BB: Were you able to see it and be in it at the same time and not internalize it? Were you able to say… Sometimes in those situations, they consume us, so we can’t float above and say, “Oh, man, this is not about me. Something’s wrong here.” So many people say, “Something’s wrong with me,” as opposed to, “Wow, this system is not good.” Were you able to identify the systemic issues?
JO: I was. But I also knew that there were things that I needed to do for myself. So, I think it was having the self-awareness to say, “Okay, I do not want to be an entry-level graphic designer. I want to pay off my student loans before I’m 30, all of these pieces. What am I responsible for to help myself move up the corporate ladder and get the opportunities that then give me the salary to do that?” But at the same time, I felt insane some days. I remember crying, driving back home with the two-hour commute, thinking, “I cannot be the only person that thinks that this culture is insane. I cannot be the only person that thinks throwing a paperweight at an employee as a vice president of communications is inappropriate behavior.” But all of…
BB: [laughter] Yeah, yeah. Yeah, yeah. I can’t be the only one.
JO: True story. True story. Exactly.
BB: I have a paperweight story, actually. My first job out of graduate school. I’m quick on my feet, I dodged because I was the target of it. I did a Matrix move, and then quit, because I thought, “This is the height of insanity.” So tell me, in this job, toxic culture, fair to say toxic culture?
JO: Very fair.
BB: What happens next?
JO: I suffered for years, quite honestly. And then 2013, again taking ownership of what I could do to get out of those situations. I studied entrepreneurship from MIT, and the logic behind it, I had no business idea at the time, but my logic was I am a graphic designer, companies need graphic designers, so how do I present myself as a business inside a business? So, I’m the business selling services and corporate America is now my customer, how do I tailor my skillset and present myself in a way that gets a larger company to understand my value and pay me a salary that affords all of the things.
BB: Okay, wait, I’ve got to stop you here because this is like such brilliant strategic thinking.
JO: Thank you.
BB: So, you don’t have a business background, you have a coding and design background.
BB: You have a background in the intersection of art and technology basically. Right?

■ **TASK STATEMENT**:
Please reproduce the interview text word for word, from "JO: I suffered" to "of the things.". The rows have no connection to the interview text.

(Point-per-instance localization data)
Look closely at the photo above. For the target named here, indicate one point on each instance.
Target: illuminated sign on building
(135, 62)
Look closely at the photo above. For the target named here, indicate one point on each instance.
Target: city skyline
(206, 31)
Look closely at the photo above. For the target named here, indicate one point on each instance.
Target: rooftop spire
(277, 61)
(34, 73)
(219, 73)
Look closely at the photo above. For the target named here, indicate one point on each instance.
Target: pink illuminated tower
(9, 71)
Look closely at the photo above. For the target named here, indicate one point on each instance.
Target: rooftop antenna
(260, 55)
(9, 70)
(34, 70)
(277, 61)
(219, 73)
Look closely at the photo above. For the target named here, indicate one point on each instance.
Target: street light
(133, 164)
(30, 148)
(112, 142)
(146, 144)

---

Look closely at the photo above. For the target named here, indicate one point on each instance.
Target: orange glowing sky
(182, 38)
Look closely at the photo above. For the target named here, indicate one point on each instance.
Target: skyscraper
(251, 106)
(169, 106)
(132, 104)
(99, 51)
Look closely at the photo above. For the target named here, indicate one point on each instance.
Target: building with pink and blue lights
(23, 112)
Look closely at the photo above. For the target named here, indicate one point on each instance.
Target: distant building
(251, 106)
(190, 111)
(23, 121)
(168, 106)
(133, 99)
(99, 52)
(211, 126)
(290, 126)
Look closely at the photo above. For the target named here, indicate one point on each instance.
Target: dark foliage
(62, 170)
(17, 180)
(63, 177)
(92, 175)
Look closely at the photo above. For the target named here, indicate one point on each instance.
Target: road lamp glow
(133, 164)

■ **RESPONSE BELOW**:
JO: I suffered for years, quite honestly. And then 2013, again taking ownership of what I could do to get out of those situations. I studied entrepreneurship from MIT, and the logic behind it, I had no business idea at the time, but my logic was I am a graphic designer, companies need graphic designers, so how do I present myself as a business inside a business? So, I’m the business selling services and corporate America is now my customer, how do I tailor my skillset and present myself in a way that gets a larger company to understand my value and pay me a salary that affords all of the things.